Commit: f12040e088b66748340b0d7472d1155596e0f9e2
Author: Clément Foucault
Date:   Sat Apr 6 01:55:21 2019 +0200
Branches: master
https://developer.blender.org/rBf12040e088b66748340b0d7472d1155596e0f9e2

DRW: Opti: Fix hotspot in DRW_mesh_batch_cache_get_surface_shaded

The hotspot was generated by mesh_cd_layers_type_overlap who was testing
way more data than it should have.

Here we reduce the whole CD layer mask to a 32bit bitflag that is easily
or'ed and tested.

Bonus point: We use atomic operation to merge the mask in order to allow
future multi-threading. (this was a TODO)

In the scene attached to T58188 this removes 5% of CPU time.

===================================================================

M       source/blender/draw/CMakeLists.txt
M       source/blender/draw/intern/draw_cache_impl_mesh.c

===================================================================

diff --git a/source/blender/draw/CMakeLists.txt 
b/source/blender/draw/CMakeLists.txt
index aea08f87a84..3ac606fc48f 100644
--- a/source/blender/draw/CMakeLists.txt
+++ b/source/blender/draw/CMakeLists.txt
@@ -41,6 +41,7 @@ set(INC
 
        ../../../intern/glew-mx
        ../../../intern/guardedalloc
+       ../../../intern/atomic
 )
 
 set(INC_SYS
diff --git a/source/blender/draw/intern/draw_cache_impl_mesh.c 
b/source/blender/draw/intern/draw_cache_impl_mesh.c
index e47d46aca09..5643d23c7cd 100644
--- a/source/blender/draw/intern/draw_cache_impl_mesh.c
+++ b/source/blender/draw/intern/draw_cache_impl_mesh.c
@@ -48,6 +48,7 @@
 #include "BKE_mesh_runtime.h"
 #include "BKE_object_deform.h"
 
+#include "atomic_ops.h"
 
 #include "bmesh.h"

Stored items
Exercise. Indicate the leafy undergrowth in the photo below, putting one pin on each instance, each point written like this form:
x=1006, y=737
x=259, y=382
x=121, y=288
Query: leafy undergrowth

▶ _REQUIRED TASK A_: Write down, word for word, the portion of the commit text that begins with the words "Commit: f12040e088b66748340b0d7472d1155596e0f9e2" and ends with "it should have.".
▶ _REQUIRED TASK B_: Return each line of the records that contains the word "undergrowth".
The commit text and the records have no connection to each other.

▶ _WRITTEN REPLY A_:
Commit: f12040e088b66748340b0d7472d1155596e0f9e2
Author: Clément Foucault
Date:   Sat Apr 6 01:55:21 2019 +0200
Branches: master
https://developer.blender.org/rBf12040e088b66748340b0d7472d1155596e0f9e2

DRW: Opti: Fix hotspot in DRW_mesh_batch_cache_get_surface_shaded

The hotspot was generated by mesh_cd_layers_type_overlap who was testing
way more data than it should have.

▶ _WRITTEN REPLY B_:
Exercise. Indicate the leafy undergrowth in the photo below, putting one pin on each instance, each point written like this form:
Query: leafy undergrowth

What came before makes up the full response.